++++ Dataset content
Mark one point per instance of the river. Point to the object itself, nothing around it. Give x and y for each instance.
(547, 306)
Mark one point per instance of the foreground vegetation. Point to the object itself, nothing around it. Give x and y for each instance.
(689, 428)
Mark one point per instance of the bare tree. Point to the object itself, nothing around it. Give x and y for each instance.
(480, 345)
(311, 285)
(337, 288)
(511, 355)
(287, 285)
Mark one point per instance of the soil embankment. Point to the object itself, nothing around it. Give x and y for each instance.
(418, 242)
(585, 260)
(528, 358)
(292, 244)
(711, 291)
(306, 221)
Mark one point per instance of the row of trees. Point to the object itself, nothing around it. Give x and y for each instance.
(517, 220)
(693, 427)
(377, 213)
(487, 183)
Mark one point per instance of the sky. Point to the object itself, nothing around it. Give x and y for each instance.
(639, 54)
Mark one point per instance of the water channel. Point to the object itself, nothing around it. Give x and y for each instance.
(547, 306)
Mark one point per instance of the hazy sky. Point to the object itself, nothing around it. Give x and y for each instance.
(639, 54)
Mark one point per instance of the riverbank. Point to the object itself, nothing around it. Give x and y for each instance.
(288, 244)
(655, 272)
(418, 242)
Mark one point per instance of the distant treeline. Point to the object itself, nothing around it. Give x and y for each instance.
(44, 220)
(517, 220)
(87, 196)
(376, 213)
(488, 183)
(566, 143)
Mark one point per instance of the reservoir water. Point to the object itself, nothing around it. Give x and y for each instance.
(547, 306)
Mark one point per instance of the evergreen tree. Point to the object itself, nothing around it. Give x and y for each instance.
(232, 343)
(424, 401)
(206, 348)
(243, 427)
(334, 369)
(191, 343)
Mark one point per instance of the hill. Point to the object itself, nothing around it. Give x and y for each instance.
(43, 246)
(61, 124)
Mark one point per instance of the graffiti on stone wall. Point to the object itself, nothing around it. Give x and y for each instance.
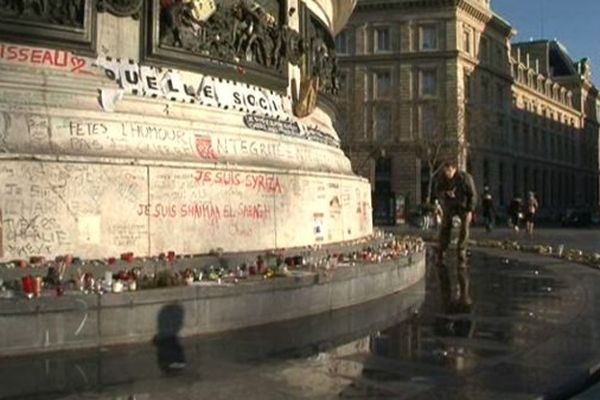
(40, 57)
(48, 209)
(213, 213)
(127, 235)
(265, 110)
(256, 182)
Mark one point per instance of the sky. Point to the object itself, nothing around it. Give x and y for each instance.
(575, 23)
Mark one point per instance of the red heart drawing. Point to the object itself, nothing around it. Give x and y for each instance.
(77, 63)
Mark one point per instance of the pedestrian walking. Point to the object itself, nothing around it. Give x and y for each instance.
(458, 196)
(438, 213)
(426, 214)
(514, 213)
(488, 211)
(531, 208)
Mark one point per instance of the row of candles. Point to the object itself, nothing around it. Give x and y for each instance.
(270, 266)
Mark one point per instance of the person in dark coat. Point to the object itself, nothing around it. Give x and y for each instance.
(458, 195)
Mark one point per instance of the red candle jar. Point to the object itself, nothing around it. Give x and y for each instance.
(27, 284)
(37, 286)
(260, 265)
(171, 256)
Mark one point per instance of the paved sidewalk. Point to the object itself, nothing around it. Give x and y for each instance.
(584, 239)
(533, 333)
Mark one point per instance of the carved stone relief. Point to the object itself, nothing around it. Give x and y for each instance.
(121, 8)
(56, 12)
(68, 24)
(319, 68)
(249, 34)
(322, 56)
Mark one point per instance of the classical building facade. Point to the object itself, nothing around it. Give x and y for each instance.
(187, 126)
(425, 81)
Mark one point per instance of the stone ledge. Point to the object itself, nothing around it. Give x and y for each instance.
(45, 325)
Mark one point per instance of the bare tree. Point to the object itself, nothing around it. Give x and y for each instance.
(444, 138)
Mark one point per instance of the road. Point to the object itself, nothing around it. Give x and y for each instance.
(583, 239)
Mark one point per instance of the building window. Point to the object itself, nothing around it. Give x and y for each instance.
(468, 87)
(343, 84)
(485, 90)
(486, 172)
(467, 41)
(428, 82)
(382, 121)
(429, 37)
(341, 43)
(429, 121)
(501, 184)
(484, 49)
(383, 84)
(499, 96)
(382, 39)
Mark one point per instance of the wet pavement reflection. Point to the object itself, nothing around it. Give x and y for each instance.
(529, 331)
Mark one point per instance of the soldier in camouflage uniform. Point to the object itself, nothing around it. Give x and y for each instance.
(458, 195)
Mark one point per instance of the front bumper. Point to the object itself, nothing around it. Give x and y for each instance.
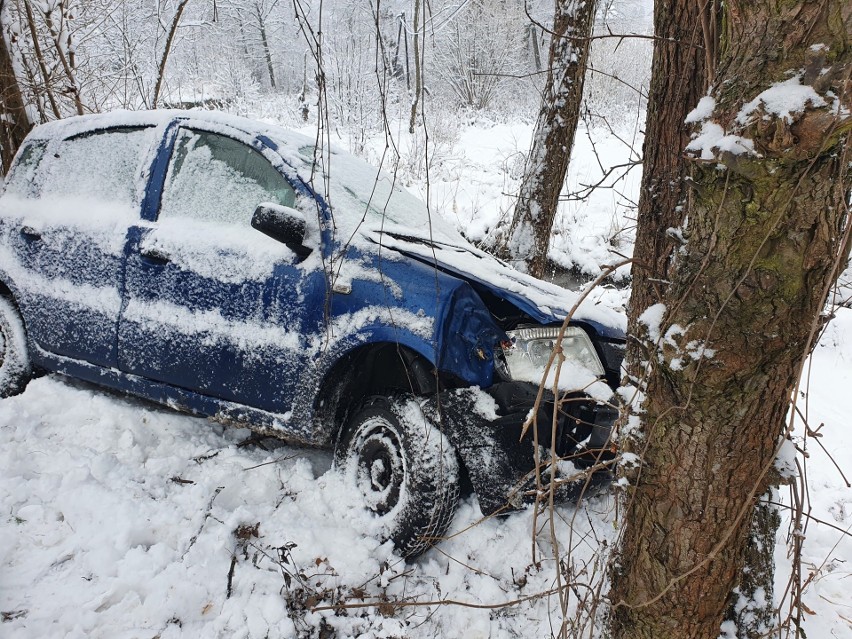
(487, 429)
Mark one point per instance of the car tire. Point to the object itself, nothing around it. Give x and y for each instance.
(405, 469)
(15, 370)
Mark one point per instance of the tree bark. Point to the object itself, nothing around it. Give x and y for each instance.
(766, 236)
(265, 44)
(529, 234)
(14, 122)
(677, 83)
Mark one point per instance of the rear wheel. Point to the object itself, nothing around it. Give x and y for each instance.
(405, 469)
(15, 369)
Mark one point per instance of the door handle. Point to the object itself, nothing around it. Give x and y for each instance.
(155, 255)
(30, 233)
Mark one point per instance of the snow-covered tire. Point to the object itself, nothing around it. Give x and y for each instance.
(15, 369)
(405, 470)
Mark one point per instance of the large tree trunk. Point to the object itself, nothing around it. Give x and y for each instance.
(765, 237)
(14, 123)
(677, 83)
(547, 164)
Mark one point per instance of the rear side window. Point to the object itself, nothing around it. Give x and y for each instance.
(102, 166)
(21, 180)
(215, 178)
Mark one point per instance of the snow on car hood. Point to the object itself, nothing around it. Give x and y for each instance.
(545, 302)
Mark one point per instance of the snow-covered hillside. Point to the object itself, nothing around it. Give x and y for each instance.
(123, 519)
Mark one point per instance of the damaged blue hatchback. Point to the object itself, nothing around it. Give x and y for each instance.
(248, 274)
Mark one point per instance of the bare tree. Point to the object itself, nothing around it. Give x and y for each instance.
(678, 82)
(14, 121)
(767, 234)
(529, 234)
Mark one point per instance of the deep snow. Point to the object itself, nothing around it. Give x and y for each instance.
(119, 518)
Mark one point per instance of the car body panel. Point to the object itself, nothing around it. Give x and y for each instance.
(236, 326)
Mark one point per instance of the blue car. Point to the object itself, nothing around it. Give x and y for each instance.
(239, 271)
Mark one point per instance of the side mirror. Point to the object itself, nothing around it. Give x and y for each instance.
(283, 224)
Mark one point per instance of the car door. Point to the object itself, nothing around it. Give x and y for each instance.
(68, 228)
(211, 304)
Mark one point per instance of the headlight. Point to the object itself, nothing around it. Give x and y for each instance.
(528, 351)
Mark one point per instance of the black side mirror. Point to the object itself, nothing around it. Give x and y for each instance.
(283, 224)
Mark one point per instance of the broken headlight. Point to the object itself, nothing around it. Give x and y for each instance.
(528, 350)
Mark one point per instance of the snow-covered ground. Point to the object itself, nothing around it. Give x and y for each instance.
(121, 519)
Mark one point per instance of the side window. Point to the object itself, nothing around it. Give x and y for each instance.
(21, 180)
(102, 166)
(213, 177)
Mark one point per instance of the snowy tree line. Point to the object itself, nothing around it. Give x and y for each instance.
(255, 57)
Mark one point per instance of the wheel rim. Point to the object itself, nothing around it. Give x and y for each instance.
(380, 467)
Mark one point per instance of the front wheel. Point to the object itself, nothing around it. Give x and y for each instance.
(405, 470)
(15, 369)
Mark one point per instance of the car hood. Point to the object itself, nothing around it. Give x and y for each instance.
(546, 303)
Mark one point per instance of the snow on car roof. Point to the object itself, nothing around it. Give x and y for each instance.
(365, 202)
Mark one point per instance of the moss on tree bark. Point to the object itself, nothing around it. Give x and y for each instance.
(764, 240)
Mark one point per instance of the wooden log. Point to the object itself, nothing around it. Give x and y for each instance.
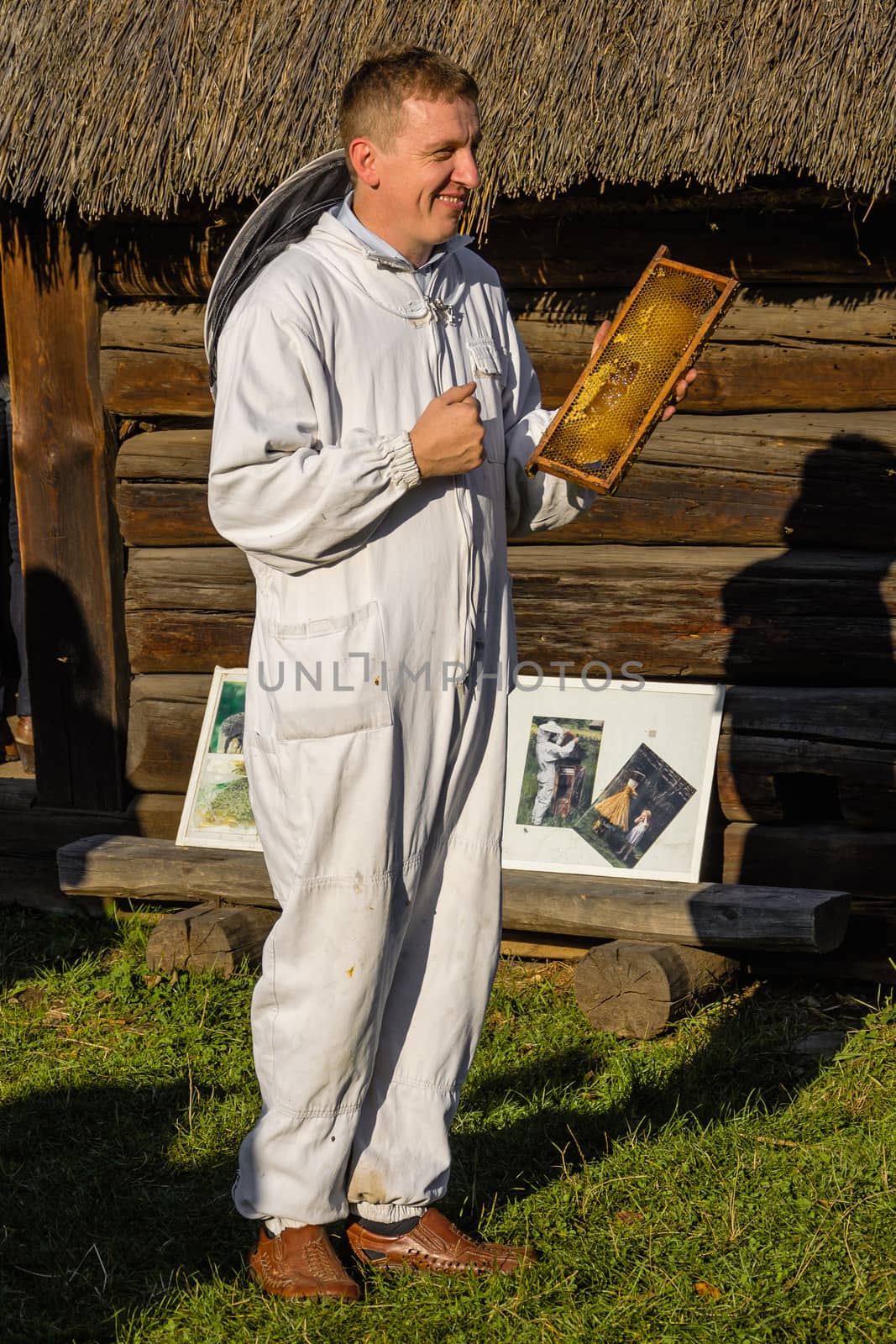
(210, 938)
(70, 546)
(155, 382)
(636, 990)
(808, 853)
(701, 914)
(736, 480)
(165, 514)
(174, 454)
(869, 967)
(759, 378)
(584, 249)
(805, 754)
(176, 642)
(156, 815)
(725, 613)
(553, 320)
(543, 947)
(154, 326)
(191, 580)
(159, 870)
(831, 312)
(732, 378)
(164, 725)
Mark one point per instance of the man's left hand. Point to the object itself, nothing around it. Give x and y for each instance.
(681, 386)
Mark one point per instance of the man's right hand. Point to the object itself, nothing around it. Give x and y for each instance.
(449, 438)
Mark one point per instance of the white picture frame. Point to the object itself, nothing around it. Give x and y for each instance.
(217, 811)
(631, 797)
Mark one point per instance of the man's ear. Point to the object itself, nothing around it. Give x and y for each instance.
(364, 159)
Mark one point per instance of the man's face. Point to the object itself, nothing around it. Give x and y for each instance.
(421, 183)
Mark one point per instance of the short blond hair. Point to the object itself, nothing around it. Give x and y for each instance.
(375, 94)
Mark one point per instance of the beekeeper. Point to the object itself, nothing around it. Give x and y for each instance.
(375, 412)
(550, 748)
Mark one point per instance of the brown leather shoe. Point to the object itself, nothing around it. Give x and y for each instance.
(301, 1263)
(437, 1247)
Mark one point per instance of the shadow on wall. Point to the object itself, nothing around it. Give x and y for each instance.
(819, 620)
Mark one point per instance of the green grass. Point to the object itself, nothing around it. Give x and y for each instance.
(703, 1187)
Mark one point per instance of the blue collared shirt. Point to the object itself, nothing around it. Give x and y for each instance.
(347, 217)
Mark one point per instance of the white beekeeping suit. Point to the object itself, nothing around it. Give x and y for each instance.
(375, 710)
(548, 750)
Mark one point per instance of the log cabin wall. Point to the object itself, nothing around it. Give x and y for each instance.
(750, 544)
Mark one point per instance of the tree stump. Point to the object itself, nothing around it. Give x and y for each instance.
(210, 938)
(637, 990)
++++++++
▶ Problem details
Word for word, quote the lines from the line containing "Mark one point per instance of the man's face." through the end of the material, both included, and nothing else.

▶ Task solution
Mark one point per instance of the man's face. Point to the object itself, nothing around it. Give x and y for each instance.
(421, 183)
Mark one point per instance of the short blond hair. Point to the object itself, nothing around it. Give x and y for each instance.
(375, 94)
Mark one point per instance of the beekeeper. Point to the object itself, nothing around it. Give x and y for each instance.
(375, 412)
(550, 748)
Mark one point per instance of the brown leather shoe. Point to the object itself, nothing around it. Give x and y for each instance.
(301, 1263)
(437, 1247)
Mark one point per instance of the shadow on wall. Point to the object itself, nothing around it. Give x and y for each instance.
(819, 620)
Mark one point per instance of the green grass. Point to the object itself, nothing around it. Give x and y for each instance.
(703, 1187)
Mark one point per instance of the blue collared shirt. Point to the object itself, nothing around it. Give x and y for each instance.
(347, 217)
Mark one point per instance of the white beekeeping suit. Point to the object itself, nothing around it. Give x and y for each instance.
(375, 710)
(548, 750)
Mark one point per instance of the log cabin wall. Point to the object itself, nothing around it. Give x and y for each instance.
(750, 544)
Mark one point per instance of the tree stump. Point to the object itself, nothing around it. Give x and y for each instance.
(210, 938)
(637, 990)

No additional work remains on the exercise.